Reprodução: Nature – O ‘homem Pormose’, cujo crânio foi perfurado por uma flecha há milhares de anos, viveu na atual Dinamarca. A análise do DNA dele e de outros humanos antigos revelou ondas de migração para a Europa nos últimos 45 mil anos. Crédito: Museu Nacional Dinamarquês

A genética também já ajudou a conhecermos um pouco mais sobre estruturas sociais pré-históricas. Clica aqui para ler sobre o assunto!

A relação da genética com a geografia

Em uma fascinante composição genética, os europeus modernos carregam uma mistura de heranças das três grandes ondas de população – caçadores-coletores, agricultores e pastores, em uma proporção que varia de uma região para outra, refletindo um passado migratório complexo e diversificado.

A conexão entre os antigos e os modernos foi ainda mais elucidada através de uma comparação com os genomas de 410.000 indivíduos modernos, cujos perfis genéticos estão armazenados no UK Biobank. Este vasto banco de dados genéticos e físicos revelou que muitas características dos europeus de hoje podem ser diretamente rastreadas até uma dessas ondas migratórias.

As descobertas sugerem que europeus do norte, mais altos e de pele mais clara, têm maior ascendência dos pastores das estepes. Por outro lado, aqueles com maior herança de caçadores-coletores, comuns no nordeste da Europa, apresentam maior risco de diabetes e doença de Alzheimer.

- Dados disponíveis -
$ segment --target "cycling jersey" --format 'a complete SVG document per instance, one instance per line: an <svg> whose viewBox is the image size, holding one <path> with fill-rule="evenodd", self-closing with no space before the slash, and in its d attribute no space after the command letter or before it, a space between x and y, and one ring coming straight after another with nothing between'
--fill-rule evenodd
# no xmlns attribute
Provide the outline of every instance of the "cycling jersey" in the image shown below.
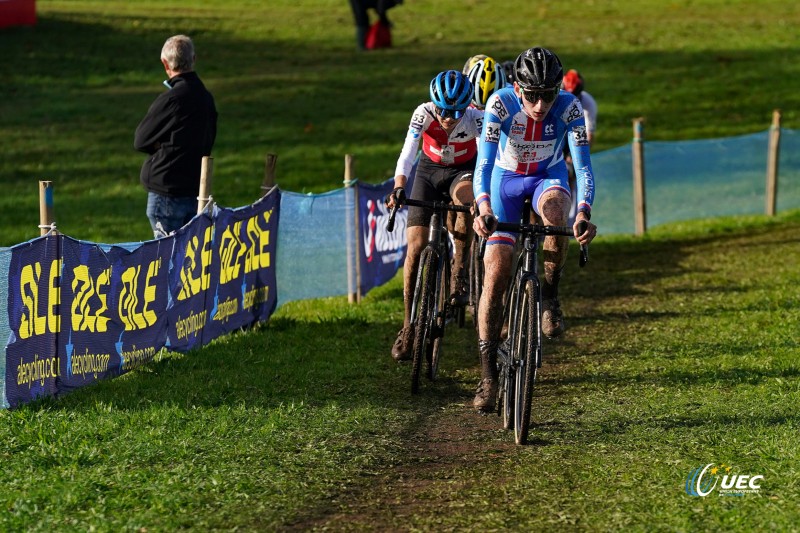
<svg viewBox="0 0 800 533"><path fill-rule="evenodd" d="M467 108L464 116L450 132L444 131L436 119L433 102L420 104L411 116L408 133L397 160L395 176L408 176L414 165L422 137L422 151L434 163L453 166L462 165L475 157L477 144L475 138L481 134L483 112Z"/></svg>
<svg viewBox="0 0 800 533"><path fill-rule="evenodd" d="M517 222L524 195L537 196L548 188L569 194L564 163L565 141L573 154L578 182L578 209L591 211L594 177L583 109L572 94L561 91L542 122L534 122L522 108L520 97L507 87L486 104L484 127L478 145L473 187L478 205L491 200L501 222ZM536 178L500 187L505 180ZM524 190L523 190L524 189ZM511 194L516 190L516 196ZM502 191L502 194L501 194ZM513 204L513 205L512 205ZM534 202L534 208L536 203Z"/></svg>

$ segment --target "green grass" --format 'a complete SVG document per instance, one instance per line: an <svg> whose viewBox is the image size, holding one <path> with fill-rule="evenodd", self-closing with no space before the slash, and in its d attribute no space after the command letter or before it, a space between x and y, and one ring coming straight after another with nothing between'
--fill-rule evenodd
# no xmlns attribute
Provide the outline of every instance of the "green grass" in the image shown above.
<svg viewBox="0 0 800 533"><path fill-rule="evenodd" d="M288 304L253 331L2 411L0 529L790 531L798 230L798 212L672 225L571 262L570 328L548 345L525 447L465 406L468 328L449 330L440 381L409 394L388 356L399 276L360 305ZM448 417L452 434L420 433ZM426 448L447 439L466 451ZM761 493L685 494L708 463L763 475Z"/></svg>
<svg viewBox="0 0 800 533"><path fill-rule="evenodd" d="M38 234L40 179L68 235L149 237L132 137L178 32L217 98L226 206L258 196L267 152L286 190L339 187L345 153L359 178L388 177L437 71L534 38L586 75L598 150L629 142L637 116L659 140L763 131L774 108L798 127L791 2L508 2L509 30L487 23L496 3L420 0L392 12L396 47L377 53L355 51L333 0L37 6L35 28L0 32L1 245ZM291 303L252 331L0 411L0 530L795 530L798 231L792 212L599 239L565 279L570 329L550 345L531 446L464 406L470 330L448 332L442 379L411 397L388 357L399 276L361 305ZM451 435L428 435L452 418ZM430 453L443 442L462 448ZM711 462L764 475L762 493L685 494Z"/></svg>
<svg viewBox="0 0 800 533"><path fill-rule="evenodd" d="M772 110L798 128L800 66L791 2L415 1L392 11L395 48L355 50L338 0L265 2L40 1L34 28L0 32L0 245L38 234L38 180L51 180L59 228L79 239L149 237L143 155L133 131L163 89L165 38L191 34L197 69L220 112L214 197L252 202L264 158L278 155L282 188L341 186L391 176L410 113L438 71L475 53L513 59L534 43L580 69L599 103L595 148L647 138L683 140L764 131ZM735 35L735 37L734 37ZM602 181L602 176L598 176Z"/></svg>

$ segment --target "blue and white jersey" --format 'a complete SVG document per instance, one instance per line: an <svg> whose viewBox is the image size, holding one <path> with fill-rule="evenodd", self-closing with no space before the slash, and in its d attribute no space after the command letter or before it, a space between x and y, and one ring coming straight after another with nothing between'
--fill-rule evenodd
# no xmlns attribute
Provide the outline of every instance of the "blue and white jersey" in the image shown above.
<svg viewBox="0 0 800 533"><path fill-rule="evenodd" d="M519 177L565 175L564 143L569 143L578 185L578 209L591 210L594 177L580 101L561 91L541 122L522 108L512 87L494 93L486 103L478 143L473 187L478 205L489 200L491 181ZM505 171L505 172L503 172ZM513 173L509 177L509 173Z"/></svg>

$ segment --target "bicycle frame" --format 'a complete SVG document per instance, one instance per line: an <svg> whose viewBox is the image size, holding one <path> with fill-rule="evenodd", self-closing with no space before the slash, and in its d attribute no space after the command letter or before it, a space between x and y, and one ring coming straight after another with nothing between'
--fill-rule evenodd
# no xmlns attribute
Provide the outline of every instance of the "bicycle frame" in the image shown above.
<svg viewBox="0 0 800 533"><path fill-rule="evenodd" d="M470 212L470 207L412 199L407 199L406 203L433 210L428 225L428 244L420 253L411 304L411 325L414 326L411 391L416 393L419 389L419 373L423 355L428 365L428 378L436 379L449 305L447 293L450 282L450 250L443 215L446 211ZM394 227L397 208L395 206L389 215L389 224L387 225L389 231Z"/></svg>

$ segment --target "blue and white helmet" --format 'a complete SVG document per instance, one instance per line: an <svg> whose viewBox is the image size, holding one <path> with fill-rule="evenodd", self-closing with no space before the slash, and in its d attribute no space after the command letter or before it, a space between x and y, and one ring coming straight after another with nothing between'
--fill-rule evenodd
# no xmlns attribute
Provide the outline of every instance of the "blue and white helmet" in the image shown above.
<svg viewBox="0 0 800 533"><path fill-rule="evenodd" d="M431 101L442 118L459 119L472 99L474 88L457 70L440 72L431 80Z"/></svg>

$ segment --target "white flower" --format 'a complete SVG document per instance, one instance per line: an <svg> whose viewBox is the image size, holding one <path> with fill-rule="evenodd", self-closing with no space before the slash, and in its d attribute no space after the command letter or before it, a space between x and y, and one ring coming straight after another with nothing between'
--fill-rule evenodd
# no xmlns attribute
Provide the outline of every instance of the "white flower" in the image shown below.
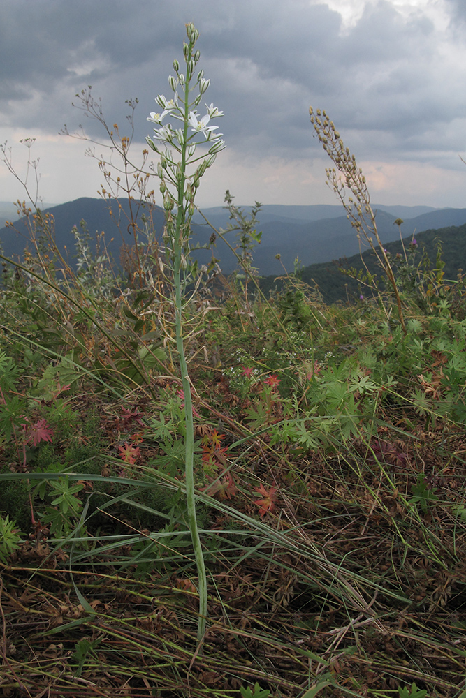
<svg viewBox="0 0 466 698"><path fill-rule="evenodd" d="M211 119L214 119L215 117L223 117L224 112L219 111L217 107L214 107L211 102L210 105L205 105L205 108L207 109L207 113Z"/></svg>
<svg viewBox="0 0 466 698"><path fill-rule="evenodd" d="M155 101L162 109L175 109L178 106L178 95L175 93L173 99L166 99L165 95L159 94L155 98Z"/></svg>
<svg viewBox="0 0 466 698"><path fill-rule="evenodd" d="M208 140L212 131L214 131L218 126L208 126L207 124L210 121L210 117L208 114L206 114L205 117L203 117L200 121L198 121L198 114L196 112L189 112L189 125L191 127L192 131L194 133L202 133L205 136L206 139ZM218 135L221 135L219 133Z"/></svg>
<svg viewBox="0 0 466 698"><path fill-rule="evenodd" d="M173 132L170 124L162 126L161 128L154 128L154 138L156 138L157 140L165 141L168 143L170 143L173 138Z"/></svg>

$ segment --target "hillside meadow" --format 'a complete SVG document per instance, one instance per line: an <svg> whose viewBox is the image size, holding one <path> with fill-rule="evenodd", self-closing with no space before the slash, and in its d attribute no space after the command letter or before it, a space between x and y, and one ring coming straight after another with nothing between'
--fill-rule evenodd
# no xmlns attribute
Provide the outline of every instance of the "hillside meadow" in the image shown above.
<svg viewBox="0 0 466 698"><path fill-rule="evenodd" d="M328 304L297 266L265 293L260 205L229 192L236 270L213 225L194 260L224 144L221 112L193 111L209 85L187 37L149 118L161 241L131 217L118 271L77 229L71 267L25 204L24 260L0 255L1 695L465 698L463 277L417 241L379 244L362 172L312 109L377 278L356 270L359 295ZM114 128L133 184L104 163L103 195L131 208L154 192Z"/></svg>

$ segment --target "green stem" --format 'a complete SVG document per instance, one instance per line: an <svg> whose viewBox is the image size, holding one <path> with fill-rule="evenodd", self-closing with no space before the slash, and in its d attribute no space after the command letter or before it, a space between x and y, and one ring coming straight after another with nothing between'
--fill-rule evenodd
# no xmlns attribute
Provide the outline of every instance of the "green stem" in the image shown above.
<svg viewBox="0 0 466 698"><path fill-rule="evenodd" d="M188 57L188 61L191 57L191 47ZM184 284L182 281L182 260L184 250L184 242L186 237L186 228L189 223L189 214L188 213L187 221L187 210L184 201L184 187L186 184L186 165L187 165L187 142L188 140L188 114L189 110L189 76L187 75L187 80L184 86L184 124L183 129L183 144L181 149L181 167L180 169L180 179L177 181L177 211L175 234L173 235L173 281L175 283L175 332L176 344L178 350L180 370L181 372L181 380L184 395L184 419L185 419L185 436L184 436L184 468L186 477L186 501L188 511L188 525L194 551L194 558L197 567L198 577L198 593L199 593L199 618L198 621L198 641L202 642L204 633L205 632L205 623L207 618L207 577L205 574L205 565L204 563L204 556L203 554L199 530L198 528L197 516L196 514L196 495L194 493L194 424L193 421L193 402L191 394L191 382L188 372L188 366L184 354L184 345L183 342L183 322L182 315L182 287Z"/></svg>

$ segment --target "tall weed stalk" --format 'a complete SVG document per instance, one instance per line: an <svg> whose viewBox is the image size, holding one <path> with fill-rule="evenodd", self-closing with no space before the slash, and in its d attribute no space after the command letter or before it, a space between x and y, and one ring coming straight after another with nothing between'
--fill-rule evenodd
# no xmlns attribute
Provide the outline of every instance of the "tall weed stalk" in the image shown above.
<svg viewBox="0 0 466 698"><path fill-rule="evenodd" d="M358 167L355 156L351 155L349 148L344 147L340 133L333 122L329 120L325 110L321 112L318 109L314 114L312 107L310 107L309 113L311 124L323 149L337 168L326 168L327 182L344 207L347 217L356 228L358 239L361 241L362 233L385 272L396 299L400 324L403 332L406 334L400 292L390 260L379 237L375 214L370 205L365 177L361 168ZM347 198L347 191L351 194ZM378 248L374 244L372 235L376 239Z"/></svg>

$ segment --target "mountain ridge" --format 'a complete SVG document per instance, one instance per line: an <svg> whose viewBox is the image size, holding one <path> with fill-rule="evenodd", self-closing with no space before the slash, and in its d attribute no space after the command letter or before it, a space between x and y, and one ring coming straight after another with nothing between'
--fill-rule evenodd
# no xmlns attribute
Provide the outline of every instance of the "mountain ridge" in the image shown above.
<svg viewBox="0 0 466 698"><path fill-rule="evenodd" d="M133 202L133 205L136 206L137 202ZM109 214L109 202L102 199L82 197L45 209L54 216L55 239L62 253L68 255L68 261L74 253L75 241L71 230L73 225L79 228L82 220L87 222L92 238L95 237L96 233L100 235L105 231L105 246L117 264L119 263L122 245L133 244L133 236L128 230L129 220L125 217L129 215L128 202L122 200L121 209L116 202L110 202L110 207L114 217L117 215L119 218L119 228ZM374 208L377 210L377 228L384 244L400 239L400 231L394 223L397 218L402 217L402 214L405 215L407 212L414 211L418 215L405 217L402 225L404 237L417 235L423 230L444 228L466 223L466 209L384 207L381 205L374 205ZM419 214L420 211L422 212ZM142 212L146 215L150 213L147 207L141 209L140 214ZM223 207L206 209L205 212L207 218L212 219L214 225L226 227L229 215ZM333 217L321 217L322 215L329 216L334 214L335 215ZM263 221L261 220L261 214ZM165 222L163 211L155 207L152 209L152 215L154 228L159 236ZM303 216L307 216L307 220L303 221ZM314 220L312 219L313 216ZM315 263L330 263L331 259L351 257L359 252L356 232L341 206L268 205L261 209L258 218L258 230L263 231L262 242L253 251L253 265L263 276L282 274L284 266L287 271L292 271L296 257L299 258L302 265L309 266ZM201 218L201 221L203 220ZM192 227L194 245L196 243L205 244L212 232L210 226L198 221L198 216ZM15 223L16 228L20 228L21 225L21 221ZM235 233L228 233L226 237L231 244L235 244ZM21 257L26 242L24 233L15 234L10 228L0 230L0 243L6 256ZM236 260L226 247L221 246L221 241L218 240L213 254L220 258L222 271L228 274L237 267ZM194 253L201 262L205 262L211 258L212 253L199 251ZM280 256L279 260L277 255ZM466 264L466 262L462 263Z"/></svg>

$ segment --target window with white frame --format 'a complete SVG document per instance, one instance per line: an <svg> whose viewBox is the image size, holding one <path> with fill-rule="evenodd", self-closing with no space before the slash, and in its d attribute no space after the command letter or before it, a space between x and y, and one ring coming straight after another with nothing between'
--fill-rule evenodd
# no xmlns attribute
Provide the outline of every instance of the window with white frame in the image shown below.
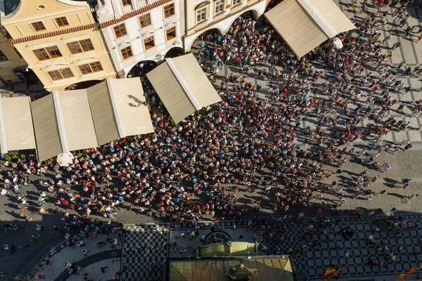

- Questões de estudo -
1. Diga se cada afirmação abaixo está de acordo com o trecho sobre genética e migrações na Europa. Responda sim ou não e cite as palavras exatas do trecho que decidem a resposta.
(a) O homem Pormose viveu no território que hoje é a Dinamarca.
(b) A comparação foi feita com genomas de 410.000 indivíduos modernos.
(c) Os europeus do norte têm maior ascendência de caçadores-coletores.
2. Responda com base no trecho sobre genética e migrações na Europa:
(a) Que parte do corpo do homem Pormose foi perfurada por uma flecha?
(b) Onde estão armazenados os perfis genéticos dos indivíduos modernos?
(c) Que doenças têm risco maior entre as pessoas com mais herança de caçadores-coletores?
3. Prossiga o trecho sobre genética e migrações na Europa a partir da última frase.

- Respostas por item -
1.
(a) Sim: "viveu na atual Dinamarca".
(b) Sim: "uma comparação com os genomas de 410.000 indivíduos modernos".
(c) Não: "têm maior ascendência dos pastores das estepes".

2.
(a) O crânio.
(b) No UK Biobank.
(c) Diabetes e doença de Alzheimer.

3.
Uma vez estabelecidos em áreas geograficamente isoladas da Europa, esses grupos viram certas variantes genéticas se tornarem predominantes em suas populações em função do isolamento, que ajudou a estabelecer características únicas em cada grupo.

O estudo também lança luz sobre a evolução da tolerância à lactose. Uma mutação próxima ao gene da lactase pode ter ajudado os primeiros humanos a sobreviver a períodos de fome, mesmo antes da chegada dos pastores, preparando o terreno para o desenvolvimento da tolerância à lactose em adultos.

No entanto, ainda permanece um mistério sobre se características como a altura proporcionavam, de fato, vantagens evolutivas aos seus portadores.

Insights do passado na compreensão da evolução humana

No estudo da evolução humana, cada descoberta traz mais perguntas do que respostas. Tony Capra, geneticista evolutivo da Universidade da Califórnia em São Francisco, reforça essa ideia, destacando o desafio em discernir os verdadeiros motores da seleção evolutiva. 

Capra lembra que, muitas vezes, uma variante genética não é necessariamente uma adaptação ao ambiente, mas pode ser simplesmente o resultado de quem habitava uma região em um dado momento, o que destaca a complexidade e multifacetada natureza da evolução humana. Cada fragmento de DNA antigo é um pedaço de um quebra-cabeça gigantesco os cientistas estão apenas começando a montar.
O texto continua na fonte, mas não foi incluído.